**INSTRUCTIONS FOR THE TASK**
Reproduce, exactly, the lines of the material below from the line containing "Each <instance> block" through the line containing "positive clicks: (221, 266) (214, 252)", with both end lines included and nothing else.

───── RECORDS SHOWN

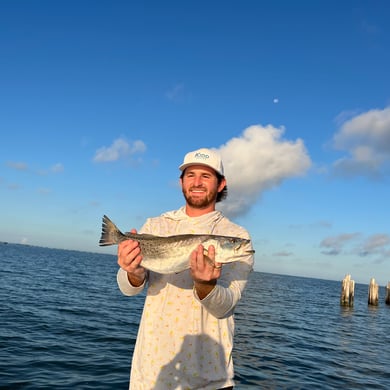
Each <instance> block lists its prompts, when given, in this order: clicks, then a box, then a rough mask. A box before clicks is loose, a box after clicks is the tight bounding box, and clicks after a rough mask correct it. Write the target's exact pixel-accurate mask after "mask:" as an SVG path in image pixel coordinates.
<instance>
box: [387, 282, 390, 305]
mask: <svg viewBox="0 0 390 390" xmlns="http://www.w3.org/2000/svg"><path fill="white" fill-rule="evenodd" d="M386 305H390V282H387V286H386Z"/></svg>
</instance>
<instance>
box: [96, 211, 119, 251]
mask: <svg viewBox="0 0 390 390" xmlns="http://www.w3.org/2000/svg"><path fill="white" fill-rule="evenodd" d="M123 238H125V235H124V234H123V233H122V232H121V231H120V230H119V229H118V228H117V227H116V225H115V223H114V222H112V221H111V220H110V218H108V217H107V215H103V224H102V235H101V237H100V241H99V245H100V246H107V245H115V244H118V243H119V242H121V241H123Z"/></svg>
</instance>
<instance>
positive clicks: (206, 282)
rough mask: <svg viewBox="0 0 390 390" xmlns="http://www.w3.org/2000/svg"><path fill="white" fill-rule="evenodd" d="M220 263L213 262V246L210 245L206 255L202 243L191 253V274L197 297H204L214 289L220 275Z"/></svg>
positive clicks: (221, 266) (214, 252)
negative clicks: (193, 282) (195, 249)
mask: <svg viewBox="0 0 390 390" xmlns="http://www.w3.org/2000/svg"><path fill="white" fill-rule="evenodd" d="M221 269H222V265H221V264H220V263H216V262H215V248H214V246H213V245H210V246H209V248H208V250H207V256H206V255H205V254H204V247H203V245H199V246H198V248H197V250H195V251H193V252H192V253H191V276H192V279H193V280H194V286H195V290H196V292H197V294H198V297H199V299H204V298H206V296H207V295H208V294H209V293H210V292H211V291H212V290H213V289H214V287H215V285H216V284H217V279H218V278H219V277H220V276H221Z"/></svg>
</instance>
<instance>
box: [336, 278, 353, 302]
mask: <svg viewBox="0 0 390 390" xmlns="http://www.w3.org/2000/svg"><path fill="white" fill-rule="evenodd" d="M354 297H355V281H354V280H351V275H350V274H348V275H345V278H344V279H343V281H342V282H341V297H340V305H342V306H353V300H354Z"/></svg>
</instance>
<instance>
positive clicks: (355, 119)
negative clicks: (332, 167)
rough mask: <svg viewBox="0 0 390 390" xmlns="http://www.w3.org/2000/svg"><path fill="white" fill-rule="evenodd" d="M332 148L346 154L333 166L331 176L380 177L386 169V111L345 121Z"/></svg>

──────────
───── RECORDS SHOWN

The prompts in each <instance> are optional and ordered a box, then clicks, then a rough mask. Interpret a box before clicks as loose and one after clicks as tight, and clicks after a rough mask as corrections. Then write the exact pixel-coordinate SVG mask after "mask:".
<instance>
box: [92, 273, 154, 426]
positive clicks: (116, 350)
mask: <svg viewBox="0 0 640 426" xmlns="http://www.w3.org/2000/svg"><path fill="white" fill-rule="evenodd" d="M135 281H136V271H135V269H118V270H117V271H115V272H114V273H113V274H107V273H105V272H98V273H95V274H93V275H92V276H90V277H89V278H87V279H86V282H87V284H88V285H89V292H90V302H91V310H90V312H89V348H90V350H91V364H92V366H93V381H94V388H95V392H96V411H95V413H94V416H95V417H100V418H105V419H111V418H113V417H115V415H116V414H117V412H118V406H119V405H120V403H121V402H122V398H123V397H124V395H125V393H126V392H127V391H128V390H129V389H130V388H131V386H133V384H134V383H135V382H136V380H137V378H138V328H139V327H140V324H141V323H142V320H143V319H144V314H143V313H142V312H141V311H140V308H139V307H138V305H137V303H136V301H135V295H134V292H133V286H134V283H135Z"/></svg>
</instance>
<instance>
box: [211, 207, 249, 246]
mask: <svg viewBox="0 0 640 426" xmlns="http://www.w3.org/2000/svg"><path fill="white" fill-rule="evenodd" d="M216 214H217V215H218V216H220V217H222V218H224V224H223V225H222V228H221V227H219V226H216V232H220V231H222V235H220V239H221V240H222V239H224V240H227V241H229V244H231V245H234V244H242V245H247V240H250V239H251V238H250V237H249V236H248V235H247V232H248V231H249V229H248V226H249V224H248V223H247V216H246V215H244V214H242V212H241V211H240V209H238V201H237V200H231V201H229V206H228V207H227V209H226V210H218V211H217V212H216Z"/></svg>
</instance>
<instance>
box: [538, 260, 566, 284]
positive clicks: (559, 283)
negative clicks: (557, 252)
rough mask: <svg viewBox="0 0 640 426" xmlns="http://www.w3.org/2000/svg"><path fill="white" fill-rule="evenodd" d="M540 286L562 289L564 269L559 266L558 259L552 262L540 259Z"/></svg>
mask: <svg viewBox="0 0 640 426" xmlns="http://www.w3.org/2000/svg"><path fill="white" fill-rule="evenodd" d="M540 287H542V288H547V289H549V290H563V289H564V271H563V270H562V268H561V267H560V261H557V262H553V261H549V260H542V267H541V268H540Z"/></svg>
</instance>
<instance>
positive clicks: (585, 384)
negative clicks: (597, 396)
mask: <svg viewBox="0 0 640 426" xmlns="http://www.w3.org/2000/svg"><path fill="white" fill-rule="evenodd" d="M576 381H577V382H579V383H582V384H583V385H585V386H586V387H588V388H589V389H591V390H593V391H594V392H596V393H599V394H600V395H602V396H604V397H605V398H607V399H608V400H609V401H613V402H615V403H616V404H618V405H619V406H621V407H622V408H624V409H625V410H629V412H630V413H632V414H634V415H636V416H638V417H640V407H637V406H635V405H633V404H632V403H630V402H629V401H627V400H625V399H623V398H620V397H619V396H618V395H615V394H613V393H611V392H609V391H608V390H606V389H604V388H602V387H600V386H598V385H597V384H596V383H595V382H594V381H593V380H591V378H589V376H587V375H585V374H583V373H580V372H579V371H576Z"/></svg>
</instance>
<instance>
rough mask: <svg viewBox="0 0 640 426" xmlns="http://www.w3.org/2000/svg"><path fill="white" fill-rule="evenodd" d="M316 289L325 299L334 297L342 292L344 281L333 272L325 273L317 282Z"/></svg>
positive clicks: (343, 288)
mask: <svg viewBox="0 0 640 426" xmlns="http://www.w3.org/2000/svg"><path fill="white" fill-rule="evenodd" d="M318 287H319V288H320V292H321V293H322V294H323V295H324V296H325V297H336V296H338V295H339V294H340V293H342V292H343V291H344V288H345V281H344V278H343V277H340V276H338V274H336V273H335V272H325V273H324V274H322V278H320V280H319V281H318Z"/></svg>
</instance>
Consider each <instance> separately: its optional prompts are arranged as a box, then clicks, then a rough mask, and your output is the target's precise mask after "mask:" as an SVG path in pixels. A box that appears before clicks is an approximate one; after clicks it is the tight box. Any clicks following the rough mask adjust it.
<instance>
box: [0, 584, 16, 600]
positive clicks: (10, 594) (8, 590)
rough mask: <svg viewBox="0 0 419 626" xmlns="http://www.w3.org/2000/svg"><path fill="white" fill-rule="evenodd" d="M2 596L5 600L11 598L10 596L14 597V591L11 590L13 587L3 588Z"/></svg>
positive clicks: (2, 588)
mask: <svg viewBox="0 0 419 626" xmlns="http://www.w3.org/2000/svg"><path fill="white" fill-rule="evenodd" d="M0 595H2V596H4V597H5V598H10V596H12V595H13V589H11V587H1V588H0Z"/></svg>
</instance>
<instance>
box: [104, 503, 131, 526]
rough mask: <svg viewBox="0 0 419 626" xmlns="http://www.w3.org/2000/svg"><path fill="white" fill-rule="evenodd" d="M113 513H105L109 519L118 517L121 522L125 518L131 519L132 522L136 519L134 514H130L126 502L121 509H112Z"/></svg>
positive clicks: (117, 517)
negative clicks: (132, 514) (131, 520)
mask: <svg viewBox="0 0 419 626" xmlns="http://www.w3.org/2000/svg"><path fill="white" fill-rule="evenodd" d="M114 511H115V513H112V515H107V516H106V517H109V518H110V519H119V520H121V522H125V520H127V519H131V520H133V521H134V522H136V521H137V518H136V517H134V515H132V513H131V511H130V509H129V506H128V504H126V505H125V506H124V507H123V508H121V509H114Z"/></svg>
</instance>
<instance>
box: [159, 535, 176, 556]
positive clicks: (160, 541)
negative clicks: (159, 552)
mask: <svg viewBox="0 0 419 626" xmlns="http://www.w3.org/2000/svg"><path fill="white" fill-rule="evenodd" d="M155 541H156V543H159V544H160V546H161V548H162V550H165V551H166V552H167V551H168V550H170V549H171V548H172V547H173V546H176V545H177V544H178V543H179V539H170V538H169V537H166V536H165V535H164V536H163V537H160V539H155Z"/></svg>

──────────

**ANSWER TO THIS EXERCISE**
Each <instance> block lists its prompts, when given, in this order: clicks, then a box, then a rough mask. A box before clicks is loose, a box after clicks is the tight bounding box, and clicks after a rough mask correct it. Write the target's exact pixel-accurate mask after "mask:" as an SVG path in image pixel coordinates.
<instance>
box: [387, 282, 390, 305]
mask: <svg viewBox="0 0 390 390" xmlns="http://www.w3.org/2000/svg"><path fill="white" fill-rule="evenodd" d="M386 305H390V282H387V286H386Z"/></svg>
</instance>
<instance>
box: [96, 211, 119, 251]
mask: <svg viewBox="0 0 390 390" xmlns="http://www.w3.org/2000/svg"><path fill="white" fill-rule="evenodd" d="M123 238H125V235H124V234H123V233H122V232H121V231H120V230H119V229H118V228H117V227H116V225H115V223H114V222H112V221H111V220H110V218H108V217H107V215H103V224H102V235H101V237H100V241H99V245H100V246H107V245H115V244H118V243H119V242H121V241H123Z"/></svg>
</instance>
<instance>
positive clicks: (206, 282)
rough mask: <svg viewBox="0 0 390 390" xmlns="http://www.w3.org/2000/svg"><path fill="white" fill-rule="evenodd" d="M220 263L213 262V246L210 245L206 255L202 243L191 253V274L197 297H204L214 289L220 275Z"/></svg>
positive clicks: (221, 266) (214, 252)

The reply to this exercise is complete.